Point placement records

»»

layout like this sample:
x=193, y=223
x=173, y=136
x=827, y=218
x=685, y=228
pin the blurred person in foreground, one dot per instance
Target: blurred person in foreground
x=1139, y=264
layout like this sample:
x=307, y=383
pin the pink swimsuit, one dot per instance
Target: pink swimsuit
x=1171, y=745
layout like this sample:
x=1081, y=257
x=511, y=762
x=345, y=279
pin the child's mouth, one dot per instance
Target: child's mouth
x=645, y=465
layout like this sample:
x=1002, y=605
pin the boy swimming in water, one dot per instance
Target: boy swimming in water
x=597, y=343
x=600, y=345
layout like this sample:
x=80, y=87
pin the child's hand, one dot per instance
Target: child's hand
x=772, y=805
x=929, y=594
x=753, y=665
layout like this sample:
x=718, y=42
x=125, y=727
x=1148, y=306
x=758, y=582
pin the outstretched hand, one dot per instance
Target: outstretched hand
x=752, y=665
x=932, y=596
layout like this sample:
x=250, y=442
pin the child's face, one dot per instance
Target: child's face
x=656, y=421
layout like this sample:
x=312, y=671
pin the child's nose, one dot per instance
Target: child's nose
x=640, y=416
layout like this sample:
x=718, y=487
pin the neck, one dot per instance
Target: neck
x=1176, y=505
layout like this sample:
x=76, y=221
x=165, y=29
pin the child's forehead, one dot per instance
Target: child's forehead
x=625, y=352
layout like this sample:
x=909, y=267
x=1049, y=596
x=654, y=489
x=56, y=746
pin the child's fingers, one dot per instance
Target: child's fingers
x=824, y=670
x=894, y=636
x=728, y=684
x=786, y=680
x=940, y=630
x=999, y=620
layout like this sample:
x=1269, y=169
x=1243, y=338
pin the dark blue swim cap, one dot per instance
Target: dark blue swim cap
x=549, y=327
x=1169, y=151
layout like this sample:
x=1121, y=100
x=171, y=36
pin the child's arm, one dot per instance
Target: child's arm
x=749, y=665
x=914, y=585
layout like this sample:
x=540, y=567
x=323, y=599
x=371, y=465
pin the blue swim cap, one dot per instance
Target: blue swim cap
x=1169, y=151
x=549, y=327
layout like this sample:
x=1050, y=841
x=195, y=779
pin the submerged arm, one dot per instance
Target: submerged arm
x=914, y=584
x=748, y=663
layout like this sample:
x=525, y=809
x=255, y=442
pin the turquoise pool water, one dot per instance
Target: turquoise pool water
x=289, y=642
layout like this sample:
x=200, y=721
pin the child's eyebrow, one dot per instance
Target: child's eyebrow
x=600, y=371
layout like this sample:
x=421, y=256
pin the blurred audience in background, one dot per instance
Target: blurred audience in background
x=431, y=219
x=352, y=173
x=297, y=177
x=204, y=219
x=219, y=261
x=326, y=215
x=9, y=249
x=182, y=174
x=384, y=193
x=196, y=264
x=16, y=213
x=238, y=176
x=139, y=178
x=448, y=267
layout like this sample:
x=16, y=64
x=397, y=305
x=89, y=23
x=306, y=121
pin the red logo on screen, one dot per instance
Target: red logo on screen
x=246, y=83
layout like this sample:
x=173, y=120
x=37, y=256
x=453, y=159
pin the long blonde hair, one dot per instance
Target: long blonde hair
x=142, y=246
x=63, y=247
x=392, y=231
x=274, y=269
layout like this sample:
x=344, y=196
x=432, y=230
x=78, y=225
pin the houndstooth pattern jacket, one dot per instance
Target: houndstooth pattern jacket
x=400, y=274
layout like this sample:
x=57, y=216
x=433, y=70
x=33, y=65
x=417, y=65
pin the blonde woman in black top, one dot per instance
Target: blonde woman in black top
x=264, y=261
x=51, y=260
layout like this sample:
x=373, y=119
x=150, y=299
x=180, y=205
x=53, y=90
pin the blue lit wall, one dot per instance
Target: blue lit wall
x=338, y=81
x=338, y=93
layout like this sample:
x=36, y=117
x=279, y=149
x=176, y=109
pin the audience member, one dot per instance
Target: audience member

««

_EXERCISE TASK_.
Set down all of the data above, word for word.

_WORKED ANSWER_.
layout like this sample:
x=193, y=223
x=173, y=136
x=827, y=218
x=685, y=228
pin the blurred person in foreground, one dot per instance
Target: blurred person in foreground
x=1139, y=264
layout like this sample:
x=307, y=383
pin the pink swimsuit, one dot per instance
Target: pink swimsuit
x=1171, y=745
layout like this sample:
x=1081, y=257
x=511, y=762
x=345, y=279
pin the child's mouth, one dot per instance
Target: child's mouth
x=645, y=465
layout like this sample:
x=1002, y=605
pin the boy swimming in water, one dot per instance
Target: boy swimming in water
x=597, y=343
x=600, y=345
layout like this sample:
x=80, y=87
pin the child's hand, one dot per instance
Target: child's hand
x=772, y=805
x=929, y=594
x=753, y=665
layout like this sample:
x=718, y=42
x=125, y=727
x=1148, y=306
x=758, y=582
pin the outstretched hand, one dot per instance
Target: outstretched hand
x=752, y=665
x=932, y=596
layout like this sample:
x=250, y=442
pin the child's face, one dot per instance
Target: child's face
x=656, y=421
layout like this sample:
x=312, y=671
pin the child's nose, one dot per instance
Target: child's nose
x=640, y=416
layout like this sample:
x=718, y=487
pin the neck, one dot per instance
Target: neck
x=1176, y=505
layout like this sample:
x=76, y=221
x=165, y=29
pin the child's forehead, one dot per instance
Target: child's forehead
x=625, y=352
layout like this sample:
x=909, y=267
x=1049, y=596
x=654, y=489
x=56, y=746
pin the child's fingers, one dot per instance
Target: child's fingers
x=824, y=670
x=894, y=636
x=728, y=684
x=786, y=680
x=940, y=630
x=999, y=620
layout like this sample:
x=1269, y=169
x=1243, y=338
pin the dark blue swim cap, one dot per instance
Target: dark blue swim cap
x=549, y=327
x=1169, y=151
layout like this sample:
x=1121, y=100
x=171, y=36
pin the child's arm, one dot per instance
Target: child's arm
x=749, y=665
x=914, y=585
layout like this sample:
x=540, y=567
x=323, y=599
x=371, y=465
pin the blue swim cap, one dot per instance
Target: blue swim cap
x=1169, y=151
x=549, y=327
layout like this sample:
x=1050, y=841
x=195, y=779
pin the submerged arm, one dot per instance
Target: submerged arm
x=914, y=584
x=748, y=663
layout like this sample:
x=525, y=809
x=255, y=442
pin the turquoise pool water, one dot per instance
Target: turquoise pool water
x=289, y=642
layout like this sample:
x=200, y=721
pin the child's eyebrow, one dot per instance
Target: child's eyebrow
x=600, y=371
layout like this sample:
x=421, y=256
pin the blurred audience in background, one dot per instance
Target: blurred audience in background
x=431, y=219
x=352, y=173
x=297, y=177
x=204, y=219
x=219, y=261
x=326, y=215
x=9, y=249
x=182, y=174
x=384, y=193
x=196, y=264
x=16, y=213
x=238, y=176
x=139, y=178
x=448, y=267
layout like this sample:
x=16, y=64
x=397, y=305
x=89, y=23
x=306, y=121
pin the red logo on screen, one dot per instance
Target: red logo on screen
x=246, y=83
layout like this sample:
x=173, y=120
x=37, y=256
x=453, y=159
pin the long blonde hair, one dot per instance
Target: long blonde hair
x=142, y=246
x=63, y=247
x=392, y=231
x=274, y=269
layout like this sample:
x=344, y=196
x=432, y=230
x=78, y=225
pin the houndstooth pattern jacket, one dot per instance
Target: houndstooth pattern jacket
x=400, y=274
layout like this sample:
x=57, y=216
x=433, y=70
x=33, y=65
x=417, y=65
pin the blonde woman in black top, one dot per instance
Target: blonde woman in black top
x=264, y=261
x=51, y=260
layout like this sample:
x=373, y=119
x=150, y=299
x=180, y=205
x=53, y=90
pin the blue lit wall, one dot per instance
Target: blue lit wall
x=338, y=81
x=338, y=93
layout like this sample:
x=36, y=117
x=279, y=149
x=176, y=109
pin the audience member, one dot per instance
Target: audience member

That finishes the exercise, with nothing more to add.